WHAT IS BEING ASKED -
Go through the records and show each line where the word "white" occurs.

SOURCE DATA -

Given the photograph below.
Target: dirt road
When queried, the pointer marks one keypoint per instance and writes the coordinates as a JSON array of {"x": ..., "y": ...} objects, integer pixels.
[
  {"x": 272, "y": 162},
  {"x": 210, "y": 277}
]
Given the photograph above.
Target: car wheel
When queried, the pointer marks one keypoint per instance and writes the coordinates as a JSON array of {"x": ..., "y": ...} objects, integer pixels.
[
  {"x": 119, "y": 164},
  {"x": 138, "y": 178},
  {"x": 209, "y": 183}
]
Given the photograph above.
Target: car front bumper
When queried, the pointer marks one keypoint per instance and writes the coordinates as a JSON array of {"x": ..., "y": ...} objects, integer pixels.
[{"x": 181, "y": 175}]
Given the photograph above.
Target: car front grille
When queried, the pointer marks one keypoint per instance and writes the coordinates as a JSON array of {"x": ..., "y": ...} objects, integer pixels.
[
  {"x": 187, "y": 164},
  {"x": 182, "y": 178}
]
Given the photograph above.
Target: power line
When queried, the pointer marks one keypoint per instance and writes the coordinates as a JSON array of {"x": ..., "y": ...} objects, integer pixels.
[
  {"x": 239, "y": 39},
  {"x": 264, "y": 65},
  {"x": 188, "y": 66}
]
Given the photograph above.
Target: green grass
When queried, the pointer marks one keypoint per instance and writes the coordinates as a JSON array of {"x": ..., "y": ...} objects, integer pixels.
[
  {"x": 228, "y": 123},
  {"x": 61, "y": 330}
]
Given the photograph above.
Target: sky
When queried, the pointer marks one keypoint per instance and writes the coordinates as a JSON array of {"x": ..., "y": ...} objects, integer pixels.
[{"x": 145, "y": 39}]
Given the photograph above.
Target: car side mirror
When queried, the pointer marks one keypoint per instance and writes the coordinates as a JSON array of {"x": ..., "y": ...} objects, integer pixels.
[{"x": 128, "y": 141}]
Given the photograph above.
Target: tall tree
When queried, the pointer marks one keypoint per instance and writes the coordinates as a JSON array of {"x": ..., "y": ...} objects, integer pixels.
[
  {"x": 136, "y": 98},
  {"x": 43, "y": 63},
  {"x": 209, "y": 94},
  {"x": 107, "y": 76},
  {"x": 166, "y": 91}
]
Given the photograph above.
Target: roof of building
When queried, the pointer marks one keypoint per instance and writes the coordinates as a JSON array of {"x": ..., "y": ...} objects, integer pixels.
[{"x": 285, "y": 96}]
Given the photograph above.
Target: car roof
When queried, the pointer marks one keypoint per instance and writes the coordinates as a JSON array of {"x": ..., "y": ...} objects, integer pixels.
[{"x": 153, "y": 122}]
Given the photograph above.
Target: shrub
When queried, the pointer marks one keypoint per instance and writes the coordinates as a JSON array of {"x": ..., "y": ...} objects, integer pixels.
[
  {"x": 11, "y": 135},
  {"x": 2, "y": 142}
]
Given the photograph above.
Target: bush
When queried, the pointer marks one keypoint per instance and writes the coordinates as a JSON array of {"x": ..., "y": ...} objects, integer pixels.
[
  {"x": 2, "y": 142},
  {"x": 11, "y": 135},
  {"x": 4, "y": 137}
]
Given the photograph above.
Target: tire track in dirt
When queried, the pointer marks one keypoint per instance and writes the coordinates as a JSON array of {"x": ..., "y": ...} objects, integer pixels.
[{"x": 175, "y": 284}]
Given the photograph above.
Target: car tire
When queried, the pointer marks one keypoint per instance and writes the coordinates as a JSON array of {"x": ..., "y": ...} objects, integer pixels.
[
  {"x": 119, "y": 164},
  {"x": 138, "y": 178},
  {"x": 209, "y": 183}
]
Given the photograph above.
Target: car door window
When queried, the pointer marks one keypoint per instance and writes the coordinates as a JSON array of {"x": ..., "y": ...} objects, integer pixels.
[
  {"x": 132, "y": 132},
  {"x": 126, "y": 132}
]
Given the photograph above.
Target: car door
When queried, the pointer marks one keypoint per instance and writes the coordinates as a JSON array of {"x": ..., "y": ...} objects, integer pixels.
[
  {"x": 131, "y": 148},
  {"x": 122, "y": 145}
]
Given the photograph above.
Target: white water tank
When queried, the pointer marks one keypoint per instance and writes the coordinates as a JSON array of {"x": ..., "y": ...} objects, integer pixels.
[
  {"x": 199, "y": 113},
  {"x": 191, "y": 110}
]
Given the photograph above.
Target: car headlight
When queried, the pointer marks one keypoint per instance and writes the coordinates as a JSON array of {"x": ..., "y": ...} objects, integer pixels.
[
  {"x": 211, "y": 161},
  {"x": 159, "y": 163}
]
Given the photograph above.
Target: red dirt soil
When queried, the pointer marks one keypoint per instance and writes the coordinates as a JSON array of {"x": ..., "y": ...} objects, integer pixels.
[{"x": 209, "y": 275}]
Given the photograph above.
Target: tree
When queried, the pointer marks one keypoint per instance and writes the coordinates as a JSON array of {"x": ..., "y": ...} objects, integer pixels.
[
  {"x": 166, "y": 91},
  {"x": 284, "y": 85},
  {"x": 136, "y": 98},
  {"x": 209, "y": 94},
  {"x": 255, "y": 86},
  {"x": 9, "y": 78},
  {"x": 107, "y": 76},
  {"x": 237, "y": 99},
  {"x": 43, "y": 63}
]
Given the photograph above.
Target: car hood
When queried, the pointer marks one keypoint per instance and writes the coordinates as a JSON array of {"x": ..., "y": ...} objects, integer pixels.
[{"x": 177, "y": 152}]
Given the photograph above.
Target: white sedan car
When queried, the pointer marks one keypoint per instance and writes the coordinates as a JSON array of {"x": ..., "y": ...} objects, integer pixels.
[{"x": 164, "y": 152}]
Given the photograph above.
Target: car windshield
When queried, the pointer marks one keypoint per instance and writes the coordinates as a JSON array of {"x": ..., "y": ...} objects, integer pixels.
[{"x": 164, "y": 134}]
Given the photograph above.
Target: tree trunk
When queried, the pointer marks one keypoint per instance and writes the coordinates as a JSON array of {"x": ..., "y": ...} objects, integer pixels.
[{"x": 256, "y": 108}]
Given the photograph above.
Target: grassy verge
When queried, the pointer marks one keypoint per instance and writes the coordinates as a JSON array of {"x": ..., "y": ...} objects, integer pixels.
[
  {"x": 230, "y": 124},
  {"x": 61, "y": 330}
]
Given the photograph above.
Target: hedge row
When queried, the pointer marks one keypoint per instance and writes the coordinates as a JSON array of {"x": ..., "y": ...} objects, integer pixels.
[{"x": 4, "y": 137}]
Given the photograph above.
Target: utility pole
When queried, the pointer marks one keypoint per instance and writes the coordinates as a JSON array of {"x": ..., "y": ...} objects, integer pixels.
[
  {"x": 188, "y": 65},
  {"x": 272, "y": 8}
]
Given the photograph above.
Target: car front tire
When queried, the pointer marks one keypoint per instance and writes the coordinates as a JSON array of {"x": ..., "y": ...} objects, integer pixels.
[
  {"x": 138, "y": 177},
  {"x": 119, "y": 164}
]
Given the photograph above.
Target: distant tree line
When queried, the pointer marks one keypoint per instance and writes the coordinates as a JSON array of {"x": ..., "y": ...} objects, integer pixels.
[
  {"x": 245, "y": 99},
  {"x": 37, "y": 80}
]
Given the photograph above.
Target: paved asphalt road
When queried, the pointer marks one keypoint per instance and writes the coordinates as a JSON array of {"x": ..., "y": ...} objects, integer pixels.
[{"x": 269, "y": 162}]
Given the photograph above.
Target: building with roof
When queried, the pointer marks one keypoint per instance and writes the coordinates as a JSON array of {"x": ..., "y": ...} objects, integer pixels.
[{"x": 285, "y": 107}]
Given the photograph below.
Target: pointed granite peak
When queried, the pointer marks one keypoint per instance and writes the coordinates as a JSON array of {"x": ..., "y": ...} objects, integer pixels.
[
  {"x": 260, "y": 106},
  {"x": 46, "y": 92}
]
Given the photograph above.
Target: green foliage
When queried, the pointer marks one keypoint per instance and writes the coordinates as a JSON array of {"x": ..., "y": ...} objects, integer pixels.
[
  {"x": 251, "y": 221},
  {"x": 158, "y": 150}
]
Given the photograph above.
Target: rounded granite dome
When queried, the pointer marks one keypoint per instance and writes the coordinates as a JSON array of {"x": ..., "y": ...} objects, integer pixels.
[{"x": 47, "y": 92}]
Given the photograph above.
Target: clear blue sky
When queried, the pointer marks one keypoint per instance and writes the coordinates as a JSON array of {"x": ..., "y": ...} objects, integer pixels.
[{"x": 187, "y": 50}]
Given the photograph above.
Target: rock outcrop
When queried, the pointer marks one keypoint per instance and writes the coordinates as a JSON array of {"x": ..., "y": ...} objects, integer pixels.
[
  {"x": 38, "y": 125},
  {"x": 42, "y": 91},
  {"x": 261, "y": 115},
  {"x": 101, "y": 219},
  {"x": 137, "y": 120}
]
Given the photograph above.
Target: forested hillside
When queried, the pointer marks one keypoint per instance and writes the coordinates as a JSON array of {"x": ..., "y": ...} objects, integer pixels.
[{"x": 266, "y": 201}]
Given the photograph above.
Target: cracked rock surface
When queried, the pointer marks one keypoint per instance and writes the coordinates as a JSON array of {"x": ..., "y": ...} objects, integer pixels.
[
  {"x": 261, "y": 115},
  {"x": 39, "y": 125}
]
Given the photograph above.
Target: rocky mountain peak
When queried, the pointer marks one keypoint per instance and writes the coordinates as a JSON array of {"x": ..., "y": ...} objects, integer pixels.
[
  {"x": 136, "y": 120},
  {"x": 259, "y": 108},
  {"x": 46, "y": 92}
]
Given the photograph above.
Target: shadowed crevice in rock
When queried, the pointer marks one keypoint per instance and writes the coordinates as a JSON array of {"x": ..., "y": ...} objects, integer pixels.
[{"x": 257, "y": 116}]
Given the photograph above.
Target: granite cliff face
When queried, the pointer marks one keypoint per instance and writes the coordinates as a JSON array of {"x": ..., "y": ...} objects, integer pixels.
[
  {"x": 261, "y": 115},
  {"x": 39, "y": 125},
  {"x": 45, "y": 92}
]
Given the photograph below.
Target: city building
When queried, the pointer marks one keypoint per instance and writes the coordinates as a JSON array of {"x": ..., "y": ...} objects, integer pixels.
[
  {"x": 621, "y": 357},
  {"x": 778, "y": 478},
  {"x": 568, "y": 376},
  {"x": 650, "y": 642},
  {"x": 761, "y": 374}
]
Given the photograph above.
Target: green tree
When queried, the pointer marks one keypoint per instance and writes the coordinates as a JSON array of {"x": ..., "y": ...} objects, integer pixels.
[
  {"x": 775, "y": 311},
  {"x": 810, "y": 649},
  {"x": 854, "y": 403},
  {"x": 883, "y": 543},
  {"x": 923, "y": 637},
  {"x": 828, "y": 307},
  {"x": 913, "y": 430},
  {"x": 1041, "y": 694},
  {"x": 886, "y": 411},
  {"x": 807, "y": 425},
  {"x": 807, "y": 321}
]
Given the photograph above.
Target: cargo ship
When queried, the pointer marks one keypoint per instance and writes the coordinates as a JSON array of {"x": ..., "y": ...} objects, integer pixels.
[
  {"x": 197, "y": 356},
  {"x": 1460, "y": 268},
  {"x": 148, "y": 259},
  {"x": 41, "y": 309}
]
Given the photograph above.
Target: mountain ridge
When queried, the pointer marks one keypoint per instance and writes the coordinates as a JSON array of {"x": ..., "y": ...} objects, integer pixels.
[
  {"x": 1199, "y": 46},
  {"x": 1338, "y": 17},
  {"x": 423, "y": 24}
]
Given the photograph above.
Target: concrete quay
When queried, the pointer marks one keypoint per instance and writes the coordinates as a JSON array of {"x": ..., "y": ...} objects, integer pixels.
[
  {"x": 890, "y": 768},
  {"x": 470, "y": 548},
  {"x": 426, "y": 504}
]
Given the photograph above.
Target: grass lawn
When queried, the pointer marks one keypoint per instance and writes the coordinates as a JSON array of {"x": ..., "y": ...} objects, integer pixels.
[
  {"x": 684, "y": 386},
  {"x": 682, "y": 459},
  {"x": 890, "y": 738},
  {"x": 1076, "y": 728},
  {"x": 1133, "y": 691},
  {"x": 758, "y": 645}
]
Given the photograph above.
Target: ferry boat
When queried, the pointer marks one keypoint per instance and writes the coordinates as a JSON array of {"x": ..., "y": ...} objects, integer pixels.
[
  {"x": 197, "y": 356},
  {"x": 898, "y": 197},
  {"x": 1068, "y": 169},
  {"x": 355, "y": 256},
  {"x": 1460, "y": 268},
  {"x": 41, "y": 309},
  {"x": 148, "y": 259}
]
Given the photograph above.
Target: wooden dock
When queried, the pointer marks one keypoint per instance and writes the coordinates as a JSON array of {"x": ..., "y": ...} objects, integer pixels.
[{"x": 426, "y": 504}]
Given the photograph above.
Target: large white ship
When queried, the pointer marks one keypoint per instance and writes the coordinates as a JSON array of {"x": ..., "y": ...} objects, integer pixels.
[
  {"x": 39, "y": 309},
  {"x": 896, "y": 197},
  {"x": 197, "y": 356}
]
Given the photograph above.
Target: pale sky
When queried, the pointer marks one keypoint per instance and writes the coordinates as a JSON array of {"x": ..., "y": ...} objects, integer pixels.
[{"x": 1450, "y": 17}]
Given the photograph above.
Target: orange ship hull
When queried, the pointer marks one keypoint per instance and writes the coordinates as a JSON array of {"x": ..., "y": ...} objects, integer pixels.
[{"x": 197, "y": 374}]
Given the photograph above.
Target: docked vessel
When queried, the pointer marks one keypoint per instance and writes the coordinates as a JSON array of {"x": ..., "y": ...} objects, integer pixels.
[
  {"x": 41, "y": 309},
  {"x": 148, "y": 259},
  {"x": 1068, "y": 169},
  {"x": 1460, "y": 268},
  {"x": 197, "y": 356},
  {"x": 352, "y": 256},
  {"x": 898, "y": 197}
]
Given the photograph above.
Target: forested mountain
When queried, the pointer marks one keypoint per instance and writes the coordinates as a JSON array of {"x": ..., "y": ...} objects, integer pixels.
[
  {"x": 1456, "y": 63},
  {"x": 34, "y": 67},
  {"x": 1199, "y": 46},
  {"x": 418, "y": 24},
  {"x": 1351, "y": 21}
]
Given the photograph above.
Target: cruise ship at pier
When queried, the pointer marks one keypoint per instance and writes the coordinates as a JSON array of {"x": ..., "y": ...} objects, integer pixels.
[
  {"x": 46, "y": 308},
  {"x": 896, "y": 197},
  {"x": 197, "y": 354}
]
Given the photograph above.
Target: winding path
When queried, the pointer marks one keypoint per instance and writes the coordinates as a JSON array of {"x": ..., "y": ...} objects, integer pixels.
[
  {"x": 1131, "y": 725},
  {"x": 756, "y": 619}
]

ANSWER SPACE -
Target: white water tank
Target: white sedan car
Target: large white ship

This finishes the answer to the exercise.